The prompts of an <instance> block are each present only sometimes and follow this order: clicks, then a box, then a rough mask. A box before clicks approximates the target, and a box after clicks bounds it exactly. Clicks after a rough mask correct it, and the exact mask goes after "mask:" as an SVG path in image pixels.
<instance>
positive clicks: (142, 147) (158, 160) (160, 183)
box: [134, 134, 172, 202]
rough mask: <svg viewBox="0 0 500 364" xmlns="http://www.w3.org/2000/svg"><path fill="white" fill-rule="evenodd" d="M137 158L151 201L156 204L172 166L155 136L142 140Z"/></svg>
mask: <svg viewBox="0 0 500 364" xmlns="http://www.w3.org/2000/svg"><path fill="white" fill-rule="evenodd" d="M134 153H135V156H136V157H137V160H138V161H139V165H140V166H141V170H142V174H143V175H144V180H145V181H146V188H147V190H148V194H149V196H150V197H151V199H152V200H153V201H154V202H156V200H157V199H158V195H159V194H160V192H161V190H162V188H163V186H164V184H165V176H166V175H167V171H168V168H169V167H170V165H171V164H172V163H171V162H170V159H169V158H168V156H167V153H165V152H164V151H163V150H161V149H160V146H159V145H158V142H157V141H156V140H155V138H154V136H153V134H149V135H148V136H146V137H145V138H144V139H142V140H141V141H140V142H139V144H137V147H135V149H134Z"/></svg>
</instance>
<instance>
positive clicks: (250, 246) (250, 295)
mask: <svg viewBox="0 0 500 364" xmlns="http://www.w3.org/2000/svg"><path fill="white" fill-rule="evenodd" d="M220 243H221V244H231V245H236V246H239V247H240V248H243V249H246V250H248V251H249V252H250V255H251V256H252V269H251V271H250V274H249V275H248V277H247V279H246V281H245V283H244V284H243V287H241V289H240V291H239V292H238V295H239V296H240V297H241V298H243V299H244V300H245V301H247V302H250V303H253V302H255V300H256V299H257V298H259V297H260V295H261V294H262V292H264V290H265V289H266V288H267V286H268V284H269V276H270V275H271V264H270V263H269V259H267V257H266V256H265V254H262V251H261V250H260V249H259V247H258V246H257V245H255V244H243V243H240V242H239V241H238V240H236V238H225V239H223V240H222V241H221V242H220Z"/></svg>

- - - - - - -

**WORK ORDER**
Give an exact repetition of all the material.

**RESPONSE BOX**
The prompts of an <instance> block are each present only sometimes and follow this order: clicks, then a box, then a rough mask. A box before clicks approximates the target, and a box after clicks bounds it exactly. Clicks after a rough mask correct it, and the exact mask goes after "mask:" as an SVG path in image pixels.
<instance>
positive clicks: (142, 147) (158, 160) (160, 183)
box: [134, 134, 172, 202]
rough mask: <svg viewBox="0 0 500 364" xmlns="http://www.w3.org/2000/svg"><path fill="white" fill-rule="evenodd" d="M137 158L151 201L156 204L172 166L155 136L142 140Z"/></svg>
mask: <svg viewBox="0 0 500 364" xmlns="http://www.w3.org/2000/svg"><path fill="white" fill-rule="evenodd" d="M134 153H135V156H136V157H137V160H138V161H139V165H140V166H141V170H142V174H143V175H144V180H145V181H146V188H147V190H148V194H149V196H150V197H151V199H152V200H153V201H154V202H156V200H157V199H158V195H159V194H160V192H161V190H162V188H163V186H164V184H165V176H166V175H167V171H168V168H169V167H170V165H171V164H172V163H171V162H170V159H169V158H168V156H167V153H165V152H164V151H163V150H161V149H160V146H159V145H158V142H157V141H156V140H155V138H154V136H153V134H149V135H148V136H146V137H145V138H144V139H142V140H141V141H140V142H139V144H137V147H135V149H134Z"/></svg>
</instance>
<instance>
positive clicks: (250, 246) (250, 295)
mask: <svg viewBox="0 0 500 364" xmlns="http://www.w3.org/2000/svg"><path fill="white" fill-rule="evenodd" d="M220 243H221V244H231V245H236V246H239V247H240V248H243V249H246V250H248V251H249V252H250V255H251V256H252V269H251V271H250V274H249V275H248V277H247V279H246V281H245V283H244V284H243V287H241V289H240V291H239V292H238V295H239V296H240V297H241V298H243V299H244V300H245V301H247V302H250V303H253V302H255V300H256V299H257V298H259V297H260V295H261V294H262V292H264V290H265V289H266V288H267V286H268V284H269V276H270V275H271V264H270V263H269V259H267V257H266V256H265V254H262V251H261V250H260V249H259V247H258V246H257V245H255V244H243V243H240V242H239V241H238V240H236V238H225V239H223V240H222V241H221V242H220Z"/></svg>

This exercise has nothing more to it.